■ **WHAT YOU NEED TO DO**
Edit the data below by changing each occurrence of "annotate" to "mark", keeping all other text unchanged.

--- BEGIN STORED DATA ---

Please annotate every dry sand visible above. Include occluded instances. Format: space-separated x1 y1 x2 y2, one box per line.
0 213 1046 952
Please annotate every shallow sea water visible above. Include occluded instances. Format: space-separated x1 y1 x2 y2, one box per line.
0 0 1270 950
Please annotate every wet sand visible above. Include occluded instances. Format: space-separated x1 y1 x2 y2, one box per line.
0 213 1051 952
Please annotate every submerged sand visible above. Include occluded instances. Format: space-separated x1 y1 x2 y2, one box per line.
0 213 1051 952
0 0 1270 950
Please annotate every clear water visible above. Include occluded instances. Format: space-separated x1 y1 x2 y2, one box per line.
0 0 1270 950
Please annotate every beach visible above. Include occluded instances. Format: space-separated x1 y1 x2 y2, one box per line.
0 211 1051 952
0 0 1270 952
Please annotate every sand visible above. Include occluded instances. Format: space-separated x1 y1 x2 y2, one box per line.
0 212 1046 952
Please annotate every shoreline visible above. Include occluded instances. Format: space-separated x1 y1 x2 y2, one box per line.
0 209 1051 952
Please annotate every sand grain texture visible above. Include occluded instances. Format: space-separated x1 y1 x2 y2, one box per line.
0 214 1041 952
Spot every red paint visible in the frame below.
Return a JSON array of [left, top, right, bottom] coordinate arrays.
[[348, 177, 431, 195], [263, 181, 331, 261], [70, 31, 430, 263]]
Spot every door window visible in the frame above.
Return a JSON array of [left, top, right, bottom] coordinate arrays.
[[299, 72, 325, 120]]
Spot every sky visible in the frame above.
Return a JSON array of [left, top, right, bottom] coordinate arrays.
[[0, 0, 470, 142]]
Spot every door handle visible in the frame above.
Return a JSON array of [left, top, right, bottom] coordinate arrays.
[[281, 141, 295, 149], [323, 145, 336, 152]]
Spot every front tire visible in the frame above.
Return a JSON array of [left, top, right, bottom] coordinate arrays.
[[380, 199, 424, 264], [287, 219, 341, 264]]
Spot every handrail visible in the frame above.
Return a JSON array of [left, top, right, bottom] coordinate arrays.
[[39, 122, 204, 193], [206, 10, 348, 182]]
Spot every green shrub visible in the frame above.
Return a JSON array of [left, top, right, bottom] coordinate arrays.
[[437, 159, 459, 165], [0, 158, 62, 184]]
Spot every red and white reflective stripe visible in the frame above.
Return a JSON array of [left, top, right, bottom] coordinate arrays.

--- END STORED DATA ---

■ **ANSWER FOR THE TASK**
Please mark every dry sand visible above. Include occluded instances. Format: space-separated x1 y1 x2 y2, one box per line.
0 213 1046 952
Please mark every shallow sea water visible above. Include occluded instances. Format: space-separated x1 y1 x2 y2, one box per line.
0 0 1270 950
Please mark every wet sand visible above. Include occluded instances. Format: space-separated x1 y1 x2 y2, one box per line.
0 213 1051 952
Please mark every submerged sand visible above. Include occluded instances. Format: space-separated x1 y1 x2 y2, one box per line.
0 213 1051 952
0 0 1270 950
Please mark every clear water visible above. Include occluded instances. Format: space-separated x1 y1 x2 y2, one box per line.
0 0 1270 950
Please mark every beach visible above. Include occluded instances. Format: space-separated x1 y1 x2 y2, one box per line.
0 211 1051 952
0 0 1270 952
Please mark every sand visible above. Include occluded instances. Format: space-separated x1 y1 x2 y2, one box per line.
0 212 1046 952
Please mark every shoreline visible above. Include occluded instances. Format: space-separated x1 y1 x2 y2, one box per line.
0 209 1051 952
Please mark every sand grain texture visible above. Include occluded instances. Format: space-separated x1 y1 x2 y2, one box per line.
0 214 1041 952
Spot every red paint visible in the frame below.
Return a JSON array of [left, top, right, bottom] coordinate arrays.
[[348, 177, 431, 195], [263, 181, 331, 261], [70, 31, 430, 263]]
Spot every door window visible in the frame above.
Return a JSON array of [left, top, right, bottom] coordinate arrays.
[[299, 72, 325, 120]]
Spot every sky visible in the frame above.
Return a JSON array of [left, top, right, bottom] coordinate arrays.
[[0, 0, 470, 142]]
Spot every door handle visible in the frame above.
Return a JSON array of [left, top, right, bottom] coordinate arrays.
[[281, 141, 295, 149], [323, 145, 336, 152]]
Spot every front tire visible in the frame above.
Return a JSON array of [left, top, right, bottom] coordinate arrays.
[[380, 199, 424, 264], [287, 219, 341, 264]]
Spot every handrail visible in the frame above.
Return a JSON array of [left, top, right, bottom] coordinate arrays.
[[39, 122, 204, 193], [206, 10, 348, 182]]
Spot every green shrub visible in the frame above.
Return a JSON array of [left, top, right, bottom] coordinate arrays.
[[437, 159, 459, 165], [0, 158, 62, 184]]
Spot every red and white reflective stripe visible in the frame above.
Return a JSON array of [left, top, right, bottom] coordinate arrays.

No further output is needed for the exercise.